- _EXERCISE_:
Collect each line of the entries below that includes the word "stadium" and copy those lines out unchanged.

[Detection annotation records]
——
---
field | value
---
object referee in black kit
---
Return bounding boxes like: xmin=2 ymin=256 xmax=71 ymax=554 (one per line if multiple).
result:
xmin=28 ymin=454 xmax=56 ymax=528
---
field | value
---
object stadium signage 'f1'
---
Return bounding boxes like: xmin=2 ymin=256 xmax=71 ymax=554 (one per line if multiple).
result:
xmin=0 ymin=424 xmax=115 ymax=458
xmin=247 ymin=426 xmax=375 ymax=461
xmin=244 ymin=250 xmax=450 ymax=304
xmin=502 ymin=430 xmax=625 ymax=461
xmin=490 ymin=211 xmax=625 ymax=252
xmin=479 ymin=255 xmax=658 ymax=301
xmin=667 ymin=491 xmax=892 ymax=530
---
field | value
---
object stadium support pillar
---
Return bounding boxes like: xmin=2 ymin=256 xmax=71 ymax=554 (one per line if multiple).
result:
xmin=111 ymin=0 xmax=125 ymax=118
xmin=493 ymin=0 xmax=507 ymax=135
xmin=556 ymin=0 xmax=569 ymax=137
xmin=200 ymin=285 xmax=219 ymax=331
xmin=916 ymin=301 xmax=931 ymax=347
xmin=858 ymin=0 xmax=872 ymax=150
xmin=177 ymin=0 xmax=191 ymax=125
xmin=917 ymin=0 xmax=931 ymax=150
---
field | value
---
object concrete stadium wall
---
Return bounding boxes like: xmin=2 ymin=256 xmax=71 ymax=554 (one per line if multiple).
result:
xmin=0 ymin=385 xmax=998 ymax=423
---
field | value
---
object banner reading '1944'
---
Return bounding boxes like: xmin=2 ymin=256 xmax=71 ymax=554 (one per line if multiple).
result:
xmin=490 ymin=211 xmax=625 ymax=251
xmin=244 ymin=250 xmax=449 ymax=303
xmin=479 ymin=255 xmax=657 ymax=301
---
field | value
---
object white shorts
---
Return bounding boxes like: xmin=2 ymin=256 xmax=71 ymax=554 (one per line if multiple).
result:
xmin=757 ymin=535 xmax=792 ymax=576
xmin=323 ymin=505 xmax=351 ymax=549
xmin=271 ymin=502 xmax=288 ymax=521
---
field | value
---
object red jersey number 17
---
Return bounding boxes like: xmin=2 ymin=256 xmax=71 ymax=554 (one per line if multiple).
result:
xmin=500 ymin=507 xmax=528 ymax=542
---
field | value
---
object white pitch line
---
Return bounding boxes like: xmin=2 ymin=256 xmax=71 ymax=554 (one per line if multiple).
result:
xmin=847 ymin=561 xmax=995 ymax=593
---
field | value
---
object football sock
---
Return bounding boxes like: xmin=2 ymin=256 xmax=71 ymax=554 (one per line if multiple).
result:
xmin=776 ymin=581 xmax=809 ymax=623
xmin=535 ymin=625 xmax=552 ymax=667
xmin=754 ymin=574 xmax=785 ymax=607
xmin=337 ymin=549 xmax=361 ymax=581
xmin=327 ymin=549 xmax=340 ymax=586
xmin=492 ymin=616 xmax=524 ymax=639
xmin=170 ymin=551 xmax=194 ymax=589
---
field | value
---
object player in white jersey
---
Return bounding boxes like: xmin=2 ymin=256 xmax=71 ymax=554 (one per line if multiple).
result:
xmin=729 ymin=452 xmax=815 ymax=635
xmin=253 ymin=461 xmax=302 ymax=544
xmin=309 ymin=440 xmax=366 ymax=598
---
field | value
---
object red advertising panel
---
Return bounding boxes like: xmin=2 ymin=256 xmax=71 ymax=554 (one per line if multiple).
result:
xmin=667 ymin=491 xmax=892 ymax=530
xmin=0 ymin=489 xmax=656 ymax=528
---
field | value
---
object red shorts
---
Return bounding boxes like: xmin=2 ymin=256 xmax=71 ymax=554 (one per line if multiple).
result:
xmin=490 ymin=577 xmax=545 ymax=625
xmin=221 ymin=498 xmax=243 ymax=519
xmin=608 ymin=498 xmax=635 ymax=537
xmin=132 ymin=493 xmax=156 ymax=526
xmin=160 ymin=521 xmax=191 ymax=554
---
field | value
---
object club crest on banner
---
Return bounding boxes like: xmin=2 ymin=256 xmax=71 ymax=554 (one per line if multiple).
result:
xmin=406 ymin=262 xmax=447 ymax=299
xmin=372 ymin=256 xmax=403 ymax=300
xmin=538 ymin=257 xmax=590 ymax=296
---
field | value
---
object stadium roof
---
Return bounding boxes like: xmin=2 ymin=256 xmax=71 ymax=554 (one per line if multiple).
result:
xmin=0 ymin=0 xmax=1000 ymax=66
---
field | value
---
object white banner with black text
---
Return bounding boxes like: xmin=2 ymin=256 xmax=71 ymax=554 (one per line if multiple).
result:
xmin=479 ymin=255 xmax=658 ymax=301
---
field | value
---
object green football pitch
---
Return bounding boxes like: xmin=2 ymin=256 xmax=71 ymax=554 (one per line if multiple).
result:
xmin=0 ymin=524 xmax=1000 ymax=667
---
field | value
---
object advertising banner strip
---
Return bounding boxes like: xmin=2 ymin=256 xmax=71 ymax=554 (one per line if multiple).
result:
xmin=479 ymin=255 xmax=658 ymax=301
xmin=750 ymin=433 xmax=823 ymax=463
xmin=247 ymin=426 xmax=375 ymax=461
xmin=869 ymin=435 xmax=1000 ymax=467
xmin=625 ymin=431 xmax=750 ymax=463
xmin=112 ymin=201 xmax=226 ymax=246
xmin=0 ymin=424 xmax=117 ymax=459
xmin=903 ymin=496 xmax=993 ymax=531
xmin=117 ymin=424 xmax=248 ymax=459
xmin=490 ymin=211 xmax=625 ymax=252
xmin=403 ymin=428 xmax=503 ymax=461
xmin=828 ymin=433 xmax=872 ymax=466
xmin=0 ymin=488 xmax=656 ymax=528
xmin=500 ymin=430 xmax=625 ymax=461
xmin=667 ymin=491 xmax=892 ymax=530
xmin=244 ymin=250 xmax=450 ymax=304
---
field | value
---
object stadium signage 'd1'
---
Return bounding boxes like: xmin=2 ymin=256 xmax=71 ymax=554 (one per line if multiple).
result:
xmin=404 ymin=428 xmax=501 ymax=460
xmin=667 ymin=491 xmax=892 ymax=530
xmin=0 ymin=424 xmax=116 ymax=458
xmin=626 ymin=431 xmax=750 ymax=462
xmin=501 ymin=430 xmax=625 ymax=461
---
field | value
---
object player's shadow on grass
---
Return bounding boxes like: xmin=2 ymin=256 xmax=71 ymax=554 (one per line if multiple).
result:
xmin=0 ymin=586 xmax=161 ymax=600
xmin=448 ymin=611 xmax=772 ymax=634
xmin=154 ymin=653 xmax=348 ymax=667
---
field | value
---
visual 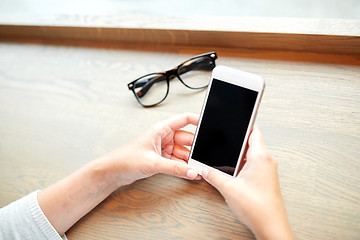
——
- _EXERCISE SOLUTION_:
object stadium signage 'f1'
object stadium support pillar
object concrete stadium wall
object stadium roof
object stadium signage 'd1'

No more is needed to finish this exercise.